• ИСХОДНЫЙ ТЕКСТ:
<<<<

Кровавые события в Узбекистане
Еще из книги, над которой работаю
Узбекистан для фотографа - очень яркое место. Замечательные лица, восточный колорит. Вот только снимать на улице не просто. Любой человек с камерой привлекает внимание милиции. И начинается: почему да для чего, а еще пройдемте в отделение, а кто вы, а есть ли у вас разрешение, а зачем снимал на улице или - боже упаси - недалеко от места, где находятся официальные учреждения. И так каждый раз, когда поднимаешь камеру.
В ночь на 13 мая 2005 года, через полгода после Оранжевой Революции, я прилетел в Ташкент и в аэропорту узнал, что в городе Андижан (Ферганская долина) произошли кровавые беспорядки.
На ближайший самолет в Фергану билетов не было, но мой опыт работы в Узбекистане научил меня преодолевать подобные препятствия очень простым, но необычайно эффективным способом. Предложить бакшиш (по-нашему взятка) кассиру. Бакшиш в Узбекистане - ключ от всех проблем.
В самолете нас было четверо. Немецкий журналист Маркус Бенсманн, узбекские журналистки, сестры Галима и Багила Бухарбаевы, и я.
Из аэропорта Ферганы добрались в Андижан на частнике.
Надо признать, нам повезло: сразу за нами все въезды в город были перекрыты милицией и армией.
Событие происходило на центральной площади возле памятника Бабуру (Захар-Ад-Дин Мухаммад Бабур - тимуридский правитель Индии и Афганистана XVI века, основатель империи великих Моголов, родился в Андижане).
Я обошел машины, перегородившие проход к площади, и увидел, как десятки людей выковыривали дорожную плитку и перетаскивали её к металической ограде областной администрации. Не для того чтобы бросать - строили огневые точки. (Огнева́я точка - отдельное малое фортификационное сооружение из прочных материалов, предназначенное для долговременной обороны и стрельбы различными огневыми средствами из защищённого места. ..) Несколько тысяч человек митинговали вокруг памятника, некоторые были с автоматами Калашников. Все это дополнял дым горящего областного драматического театра.

>>>>

• ЗАДАНИЕ 1:
Воспроизведите дословно отрывок текста об Андижане: от слов «В ночь на 13» до слов «милицией и армией.» включительно.
• ЗАДАНИЕ 2:
Перескажите списком абзац текста об Андижане, который начинается словами «Я обошел машины». Сохраните основные факты.

• ПЕРЕЧЕНЬ:
<<<<

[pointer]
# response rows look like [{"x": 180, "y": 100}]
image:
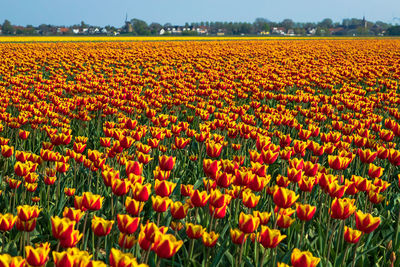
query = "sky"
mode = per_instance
[{"x": 177, "y": 12}]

>>>>

• РЕЗУЛЬТАТ 1:
В ночь на 13 мая 2005 года, через полгода после Оранжевой Революции, я прилетел в Ташкент и в аэропорту узнал, что в городе Андижан (Ферганская долина) произошли кровавые беспорядки.
На ближайший самолет в Фергану билетов не было, но мой опыт работы в Узбекистане научил меня преодолевать подобные препятствия очень простым, но необычайно эффективным способом. Предложить бакшиш (по-нашему взятка) кассиру. Бакшиш в Узбекистане - ключ от всех проблем.
В самолете нас было четверо. Немецкий журналист Маркус Бенсманн, узбекские журналистки, сестры Галима и Багила Бухарбаевы, и я.
Из аэропорта Ферганы добрались в Андижан на частнике.
Надо признать, нам повезло: сразу за нами все въезды в город были перекрыты милицией и армией.

• РЕЗУЛЬТАТ 2:
- Автор обошел машины, перегородившие проход к площади.
- Десятки людей выковыривали дорожную плитку и переносили ее к металлической ограде областной администрации. Плитку не бросали, а строили из нее огневые точки.
- Огневая точка — отдельное малое фортификационное сооружение из прочных материалов для долговременной обороны и стрельбы из защищенного места.
- Вокруг памятника митинговали несколько тысяч человек, у некоторых были автоматы Калашникова.
- Картину дополнял дым горящего областного драматического театра.